* [Records for this task]

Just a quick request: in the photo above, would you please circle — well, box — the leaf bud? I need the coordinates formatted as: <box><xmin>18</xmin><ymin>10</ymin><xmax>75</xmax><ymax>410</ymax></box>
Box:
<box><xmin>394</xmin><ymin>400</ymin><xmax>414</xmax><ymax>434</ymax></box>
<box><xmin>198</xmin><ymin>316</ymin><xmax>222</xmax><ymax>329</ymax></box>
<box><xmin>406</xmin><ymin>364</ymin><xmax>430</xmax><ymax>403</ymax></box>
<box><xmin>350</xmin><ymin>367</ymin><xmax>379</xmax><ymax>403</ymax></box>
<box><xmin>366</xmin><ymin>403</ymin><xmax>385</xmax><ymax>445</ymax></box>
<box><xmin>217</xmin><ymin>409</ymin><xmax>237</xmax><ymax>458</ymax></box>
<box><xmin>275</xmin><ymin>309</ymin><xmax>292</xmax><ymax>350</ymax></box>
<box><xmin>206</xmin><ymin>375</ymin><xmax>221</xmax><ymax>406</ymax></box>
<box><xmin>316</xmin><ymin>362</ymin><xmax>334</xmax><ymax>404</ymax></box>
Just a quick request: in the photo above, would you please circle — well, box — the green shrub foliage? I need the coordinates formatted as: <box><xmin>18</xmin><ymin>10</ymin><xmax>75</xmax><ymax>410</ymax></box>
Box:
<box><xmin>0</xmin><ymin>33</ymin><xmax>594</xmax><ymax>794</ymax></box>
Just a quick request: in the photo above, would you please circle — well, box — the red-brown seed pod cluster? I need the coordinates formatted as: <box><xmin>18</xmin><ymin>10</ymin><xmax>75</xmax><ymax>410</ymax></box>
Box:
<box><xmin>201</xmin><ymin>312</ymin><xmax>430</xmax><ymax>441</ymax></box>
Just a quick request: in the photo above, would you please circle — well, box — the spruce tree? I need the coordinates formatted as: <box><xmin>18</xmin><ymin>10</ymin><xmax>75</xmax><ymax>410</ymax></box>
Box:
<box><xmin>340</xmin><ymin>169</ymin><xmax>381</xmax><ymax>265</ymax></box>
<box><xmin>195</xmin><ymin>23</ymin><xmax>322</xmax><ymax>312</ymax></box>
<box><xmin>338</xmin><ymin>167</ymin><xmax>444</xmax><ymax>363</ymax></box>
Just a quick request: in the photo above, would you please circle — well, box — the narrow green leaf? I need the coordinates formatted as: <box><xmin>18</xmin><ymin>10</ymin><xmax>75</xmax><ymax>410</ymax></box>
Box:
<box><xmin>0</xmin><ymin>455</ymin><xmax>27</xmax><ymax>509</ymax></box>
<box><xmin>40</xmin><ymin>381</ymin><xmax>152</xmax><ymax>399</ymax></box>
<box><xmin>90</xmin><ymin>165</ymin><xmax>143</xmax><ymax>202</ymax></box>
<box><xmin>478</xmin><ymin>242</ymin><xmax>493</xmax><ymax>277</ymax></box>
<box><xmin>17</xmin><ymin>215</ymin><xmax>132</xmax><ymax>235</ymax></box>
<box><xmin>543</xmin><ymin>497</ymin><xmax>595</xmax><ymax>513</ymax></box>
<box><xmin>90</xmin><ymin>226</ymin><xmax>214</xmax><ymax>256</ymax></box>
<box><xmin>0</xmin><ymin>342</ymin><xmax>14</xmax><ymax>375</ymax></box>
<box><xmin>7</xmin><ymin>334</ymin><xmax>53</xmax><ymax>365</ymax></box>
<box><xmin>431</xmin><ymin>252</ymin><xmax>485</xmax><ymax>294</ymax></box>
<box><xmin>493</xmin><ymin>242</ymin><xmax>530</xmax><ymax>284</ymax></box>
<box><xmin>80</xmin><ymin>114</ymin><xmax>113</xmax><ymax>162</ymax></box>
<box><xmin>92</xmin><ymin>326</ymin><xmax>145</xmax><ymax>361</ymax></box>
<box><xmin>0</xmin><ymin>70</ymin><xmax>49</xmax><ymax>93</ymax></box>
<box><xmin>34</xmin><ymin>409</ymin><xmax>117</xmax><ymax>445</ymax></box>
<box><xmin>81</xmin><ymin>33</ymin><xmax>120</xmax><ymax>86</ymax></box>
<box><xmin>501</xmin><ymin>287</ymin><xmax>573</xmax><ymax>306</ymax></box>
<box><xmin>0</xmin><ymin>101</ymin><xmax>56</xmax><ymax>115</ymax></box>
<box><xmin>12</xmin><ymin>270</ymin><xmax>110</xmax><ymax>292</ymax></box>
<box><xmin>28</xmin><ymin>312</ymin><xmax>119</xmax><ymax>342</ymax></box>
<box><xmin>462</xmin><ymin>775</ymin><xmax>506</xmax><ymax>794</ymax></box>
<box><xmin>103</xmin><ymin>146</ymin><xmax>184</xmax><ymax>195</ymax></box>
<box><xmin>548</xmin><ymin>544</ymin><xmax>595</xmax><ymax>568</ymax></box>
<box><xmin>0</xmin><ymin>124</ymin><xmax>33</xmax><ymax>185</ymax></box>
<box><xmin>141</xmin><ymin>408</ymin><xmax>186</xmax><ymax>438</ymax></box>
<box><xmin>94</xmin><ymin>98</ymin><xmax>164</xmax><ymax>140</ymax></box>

* [Task instructions] Every line above that holds the string "Just" should be copied out.

* [Expected answer]
Just a quick request: in the photo above, would you please circle — well, box — the leaf bud? I need the coordinates formatted as: <box><xmin>18</xmin><ymin>10</ymin><xmax>75</xmax><ymax>410</ymax></box>
Just a quick request: in the photo above, would you please circle — well, box — the green shrub foliage? I need the coordinates formatted as: <box><xmin>18</xmin><ymin>10</ymin><xmax>75</xmax><ymax>410</ymax></box>
Just a quick request: in the photo above, would you please circle — well, box — the red-brown seed pod cluster? I need the coordinates formatted as: <box><xmin>18</xmin><ymin>10</ymin><xmax>75</xmax><ymax>410</ymax></box>
Just a quick request: in the photo above, would you please circle — well, box — the spruce tree? I need the coordinates formatted as: <box><xmin>18</xmin><ymin>10</ymin><xmax>75</xmax><ymax>410</ymax></box>
Just a quick request: in the photo above, would you please circle — well, box — the narrow green leaf? I need the coordinates formatted as: <box><xmin>18</xmin><ymin>10</ymin><xmax>75</xmax><ymax>410</ymax></box>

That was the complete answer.